Collected data entries
◆ ◆ ◆
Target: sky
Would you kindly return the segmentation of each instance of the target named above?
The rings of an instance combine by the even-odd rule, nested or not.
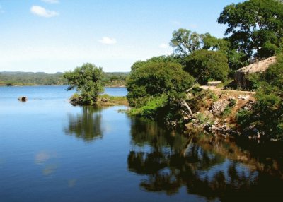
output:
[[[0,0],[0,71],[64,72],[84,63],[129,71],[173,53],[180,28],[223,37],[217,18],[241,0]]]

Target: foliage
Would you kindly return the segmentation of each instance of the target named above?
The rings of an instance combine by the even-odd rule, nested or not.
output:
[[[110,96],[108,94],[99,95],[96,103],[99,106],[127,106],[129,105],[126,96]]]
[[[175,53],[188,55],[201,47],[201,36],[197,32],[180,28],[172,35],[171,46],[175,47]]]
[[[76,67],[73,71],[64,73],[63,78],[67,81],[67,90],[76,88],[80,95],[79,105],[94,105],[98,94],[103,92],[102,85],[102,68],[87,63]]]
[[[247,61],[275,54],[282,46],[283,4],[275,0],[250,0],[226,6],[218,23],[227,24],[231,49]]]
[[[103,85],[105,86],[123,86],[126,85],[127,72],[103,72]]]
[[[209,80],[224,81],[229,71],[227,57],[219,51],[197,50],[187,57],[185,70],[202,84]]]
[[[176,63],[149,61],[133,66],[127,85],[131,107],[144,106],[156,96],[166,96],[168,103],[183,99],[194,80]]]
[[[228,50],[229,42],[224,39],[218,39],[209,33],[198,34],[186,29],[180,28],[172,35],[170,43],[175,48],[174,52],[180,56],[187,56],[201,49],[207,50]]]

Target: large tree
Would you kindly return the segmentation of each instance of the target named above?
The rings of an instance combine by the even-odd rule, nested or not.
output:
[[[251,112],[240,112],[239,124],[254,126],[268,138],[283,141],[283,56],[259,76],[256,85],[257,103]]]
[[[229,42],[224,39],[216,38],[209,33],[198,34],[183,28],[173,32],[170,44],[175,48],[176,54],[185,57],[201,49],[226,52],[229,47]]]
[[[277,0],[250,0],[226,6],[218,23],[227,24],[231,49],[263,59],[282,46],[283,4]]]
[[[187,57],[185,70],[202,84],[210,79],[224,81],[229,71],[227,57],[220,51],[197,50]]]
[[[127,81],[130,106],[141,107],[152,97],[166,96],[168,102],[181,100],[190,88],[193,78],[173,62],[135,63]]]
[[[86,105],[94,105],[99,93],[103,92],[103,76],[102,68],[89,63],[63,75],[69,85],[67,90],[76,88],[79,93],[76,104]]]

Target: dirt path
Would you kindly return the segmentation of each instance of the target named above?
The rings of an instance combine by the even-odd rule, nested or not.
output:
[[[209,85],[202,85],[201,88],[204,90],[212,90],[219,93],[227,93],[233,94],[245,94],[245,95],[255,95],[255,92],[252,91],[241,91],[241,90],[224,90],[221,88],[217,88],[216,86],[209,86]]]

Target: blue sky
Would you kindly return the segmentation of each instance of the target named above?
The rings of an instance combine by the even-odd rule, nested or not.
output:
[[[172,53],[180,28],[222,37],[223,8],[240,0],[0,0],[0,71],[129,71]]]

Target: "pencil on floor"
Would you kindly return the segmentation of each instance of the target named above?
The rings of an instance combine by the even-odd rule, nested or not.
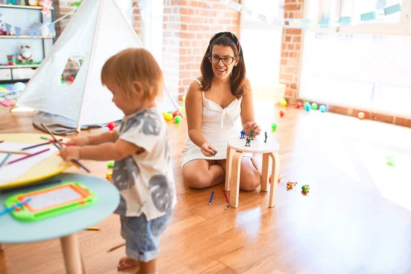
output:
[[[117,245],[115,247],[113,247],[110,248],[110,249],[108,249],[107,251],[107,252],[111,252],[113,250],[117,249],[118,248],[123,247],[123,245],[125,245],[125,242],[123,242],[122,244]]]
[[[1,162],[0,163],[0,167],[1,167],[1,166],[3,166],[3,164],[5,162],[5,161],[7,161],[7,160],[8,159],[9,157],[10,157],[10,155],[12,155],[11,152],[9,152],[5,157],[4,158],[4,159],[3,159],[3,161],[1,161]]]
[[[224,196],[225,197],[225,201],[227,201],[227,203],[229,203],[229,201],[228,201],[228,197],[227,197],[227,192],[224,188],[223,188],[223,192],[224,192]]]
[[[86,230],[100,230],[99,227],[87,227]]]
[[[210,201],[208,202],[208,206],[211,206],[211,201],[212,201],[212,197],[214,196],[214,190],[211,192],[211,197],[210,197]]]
◆ ◆ ◆
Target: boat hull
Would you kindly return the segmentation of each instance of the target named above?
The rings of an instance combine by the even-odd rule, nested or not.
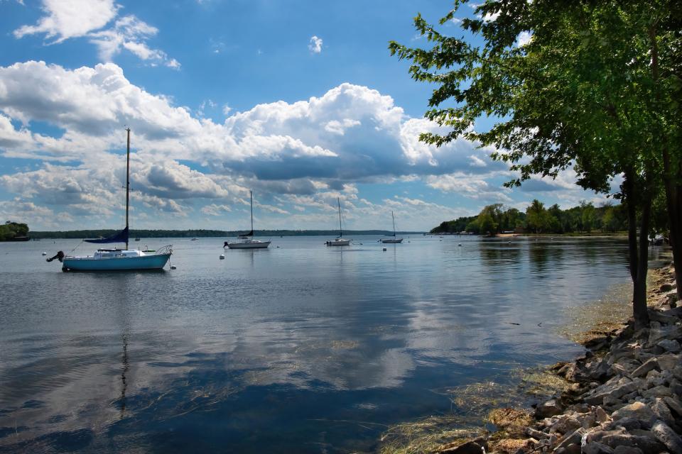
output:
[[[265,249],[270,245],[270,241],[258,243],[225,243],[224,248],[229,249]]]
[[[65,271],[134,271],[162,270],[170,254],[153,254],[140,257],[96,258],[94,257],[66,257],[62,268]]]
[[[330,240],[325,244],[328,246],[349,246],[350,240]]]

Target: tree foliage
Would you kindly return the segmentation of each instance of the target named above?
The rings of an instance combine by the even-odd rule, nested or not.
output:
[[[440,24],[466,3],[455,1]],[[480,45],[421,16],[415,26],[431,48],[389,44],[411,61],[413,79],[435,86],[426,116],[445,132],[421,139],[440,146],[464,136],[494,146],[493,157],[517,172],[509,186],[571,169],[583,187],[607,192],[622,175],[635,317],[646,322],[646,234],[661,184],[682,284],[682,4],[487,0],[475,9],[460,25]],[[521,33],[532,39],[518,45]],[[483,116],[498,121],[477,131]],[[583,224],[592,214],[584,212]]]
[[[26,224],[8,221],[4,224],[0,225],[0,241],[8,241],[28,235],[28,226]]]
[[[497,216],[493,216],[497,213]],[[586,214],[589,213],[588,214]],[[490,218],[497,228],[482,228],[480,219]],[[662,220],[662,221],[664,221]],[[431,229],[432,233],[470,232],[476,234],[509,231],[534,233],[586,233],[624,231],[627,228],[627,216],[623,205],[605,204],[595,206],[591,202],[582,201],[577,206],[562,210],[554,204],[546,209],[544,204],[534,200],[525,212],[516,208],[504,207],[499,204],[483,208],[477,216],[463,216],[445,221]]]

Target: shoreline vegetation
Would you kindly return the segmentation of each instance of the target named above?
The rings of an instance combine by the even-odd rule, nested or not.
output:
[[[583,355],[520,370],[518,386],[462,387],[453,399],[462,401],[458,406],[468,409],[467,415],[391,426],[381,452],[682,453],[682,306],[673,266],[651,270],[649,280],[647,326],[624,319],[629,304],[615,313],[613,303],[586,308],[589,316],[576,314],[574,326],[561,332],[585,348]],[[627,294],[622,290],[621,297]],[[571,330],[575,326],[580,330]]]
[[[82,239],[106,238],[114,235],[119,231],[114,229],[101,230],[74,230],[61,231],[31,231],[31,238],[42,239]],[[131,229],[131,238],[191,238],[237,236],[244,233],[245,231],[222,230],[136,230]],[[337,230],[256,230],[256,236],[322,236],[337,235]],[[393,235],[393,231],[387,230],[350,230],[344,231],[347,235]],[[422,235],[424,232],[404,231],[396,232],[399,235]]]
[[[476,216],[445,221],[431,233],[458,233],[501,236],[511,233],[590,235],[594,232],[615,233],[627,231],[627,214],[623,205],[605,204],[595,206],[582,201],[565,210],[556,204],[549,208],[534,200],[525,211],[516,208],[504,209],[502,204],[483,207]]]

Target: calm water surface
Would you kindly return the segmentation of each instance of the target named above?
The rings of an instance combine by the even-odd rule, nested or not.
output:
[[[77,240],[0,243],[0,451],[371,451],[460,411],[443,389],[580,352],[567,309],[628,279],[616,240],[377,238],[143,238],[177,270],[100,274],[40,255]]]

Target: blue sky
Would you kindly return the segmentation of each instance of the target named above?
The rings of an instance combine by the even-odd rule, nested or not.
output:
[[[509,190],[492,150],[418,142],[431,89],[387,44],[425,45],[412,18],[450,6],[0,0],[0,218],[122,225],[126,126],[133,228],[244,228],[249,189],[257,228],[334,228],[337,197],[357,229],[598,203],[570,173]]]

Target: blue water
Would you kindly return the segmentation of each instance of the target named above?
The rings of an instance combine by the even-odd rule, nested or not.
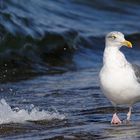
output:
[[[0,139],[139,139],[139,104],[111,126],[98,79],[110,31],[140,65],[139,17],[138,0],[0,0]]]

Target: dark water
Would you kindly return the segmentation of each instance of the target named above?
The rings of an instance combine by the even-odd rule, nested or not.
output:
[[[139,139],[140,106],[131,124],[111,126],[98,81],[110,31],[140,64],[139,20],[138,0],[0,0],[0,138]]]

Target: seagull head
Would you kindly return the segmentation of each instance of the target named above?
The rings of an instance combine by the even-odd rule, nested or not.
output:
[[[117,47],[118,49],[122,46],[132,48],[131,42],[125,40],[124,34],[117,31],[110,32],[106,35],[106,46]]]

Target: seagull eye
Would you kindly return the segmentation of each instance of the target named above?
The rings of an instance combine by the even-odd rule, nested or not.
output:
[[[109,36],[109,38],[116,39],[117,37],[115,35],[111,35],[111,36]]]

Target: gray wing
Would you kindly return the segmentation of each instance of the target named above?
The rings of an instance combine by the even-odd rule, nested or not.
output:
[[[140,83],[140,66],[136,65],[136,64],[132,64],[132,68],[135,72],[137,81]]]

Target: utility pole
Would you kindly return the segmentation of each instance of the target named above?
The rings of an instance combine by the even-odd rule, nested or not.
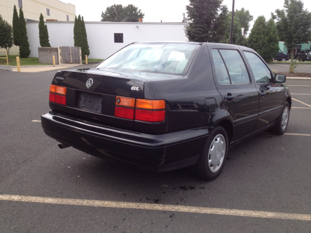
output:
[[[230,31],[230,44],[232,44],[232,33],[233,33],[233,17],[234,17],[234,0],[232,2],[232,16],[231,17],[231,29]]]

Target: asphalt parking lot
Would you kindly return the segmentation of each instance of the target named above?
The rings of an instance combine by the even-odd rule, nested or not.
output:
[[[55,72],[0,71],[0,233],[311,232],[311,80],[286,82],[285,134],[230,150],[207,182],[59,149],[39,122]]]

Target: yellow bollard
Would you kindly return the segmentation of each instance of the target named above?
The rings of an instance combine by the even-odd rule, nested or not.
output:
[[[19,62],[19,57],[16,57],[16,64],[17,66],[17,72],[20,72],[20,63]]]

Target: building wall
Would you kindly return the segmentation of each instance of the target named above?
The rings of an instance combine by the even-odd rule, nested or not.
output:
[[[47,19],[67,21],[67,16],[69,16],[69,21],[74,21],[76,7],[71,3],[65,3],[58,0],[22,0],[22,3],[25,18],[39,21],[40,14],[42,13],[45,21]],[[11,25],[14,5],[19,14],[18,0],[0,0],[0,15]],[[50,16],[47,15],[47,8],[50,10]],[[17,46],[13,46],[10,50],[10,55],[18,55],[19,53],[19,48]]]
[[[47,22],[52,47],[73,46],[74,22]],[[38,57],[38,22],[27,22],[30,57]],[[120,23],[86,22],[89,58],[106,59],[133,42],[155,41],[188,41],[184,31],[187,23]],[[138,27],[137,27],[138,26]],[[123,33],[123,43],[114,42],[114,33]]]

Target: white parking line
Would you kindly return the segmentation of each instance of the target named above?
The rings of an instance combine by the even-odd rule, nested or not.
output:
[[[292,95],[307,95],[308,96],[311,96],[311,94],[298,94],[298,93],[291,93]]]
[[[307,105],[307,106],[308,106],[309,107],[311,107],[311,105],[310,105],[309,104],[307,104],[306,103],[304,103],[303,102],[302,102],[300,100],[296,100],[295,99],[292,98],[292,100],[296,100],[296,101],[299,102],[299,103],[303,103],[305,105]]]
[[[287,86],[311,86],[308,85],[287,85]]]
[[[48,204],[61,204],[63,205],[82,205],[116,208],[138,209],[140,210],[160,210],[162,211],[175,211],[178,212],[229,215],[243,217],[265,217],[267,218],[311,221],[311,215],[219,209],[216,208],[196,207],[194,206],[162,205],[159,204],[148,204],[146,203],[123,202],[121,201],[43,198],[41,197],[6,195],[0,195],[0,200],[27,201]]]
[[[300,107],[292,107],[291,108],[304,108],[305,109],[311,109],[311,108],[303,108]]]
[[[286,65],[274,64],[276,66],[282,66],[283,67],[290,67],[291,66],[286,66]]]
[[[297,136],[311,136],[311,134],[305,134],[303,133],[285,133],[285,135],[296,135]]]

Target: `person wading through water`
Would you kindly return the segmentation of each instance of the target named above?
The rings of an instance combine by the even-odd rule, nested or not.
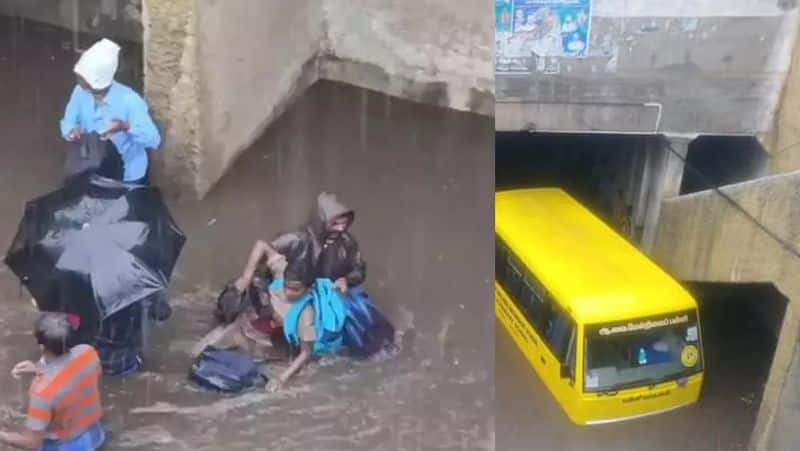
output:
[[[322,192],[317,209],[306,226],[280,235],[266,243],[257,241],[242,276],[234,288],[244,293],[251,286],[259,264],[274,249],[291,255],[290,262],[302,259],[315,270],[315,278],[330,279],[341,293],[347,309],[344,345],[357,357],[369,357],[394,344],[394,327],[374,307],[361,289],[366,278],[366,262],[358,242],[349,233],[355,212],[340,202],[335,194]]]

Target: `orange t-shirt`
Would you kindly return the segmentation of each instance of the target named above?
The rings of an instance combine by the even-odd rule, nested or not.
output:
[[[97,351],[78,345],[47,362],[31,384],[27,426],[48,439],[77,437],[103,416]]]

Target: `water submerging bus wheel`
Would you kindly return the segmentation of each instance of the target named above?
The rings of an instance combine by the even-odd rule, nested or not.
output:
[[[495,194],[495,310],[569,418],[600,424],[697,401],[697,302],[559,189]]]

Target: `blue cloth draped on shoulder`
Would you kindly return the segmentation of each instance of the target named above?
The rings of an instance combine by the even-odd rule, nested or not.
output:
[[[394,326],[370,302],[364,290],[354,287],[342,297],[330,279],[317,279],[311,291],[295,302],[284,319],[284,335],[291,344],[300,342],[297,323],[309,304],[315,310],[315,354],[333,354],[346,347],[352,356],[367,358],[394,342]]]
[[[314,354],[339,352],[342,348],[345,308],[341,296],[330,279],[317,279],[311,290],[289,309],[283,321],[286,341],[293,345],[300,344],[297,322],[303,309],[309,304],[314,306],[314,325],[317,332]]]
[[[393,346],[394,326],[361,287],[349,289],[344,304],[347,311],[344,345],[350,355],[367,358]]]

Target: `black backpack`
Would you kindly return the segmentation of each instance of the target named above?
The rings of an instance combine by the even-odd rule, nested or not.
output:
◆ ◆ ◆
Task goal ->
Locate each line in the listing above that contains the string "foliage", and copy those lines out.

Correct result ->
Target: foliage
Target: tree foliage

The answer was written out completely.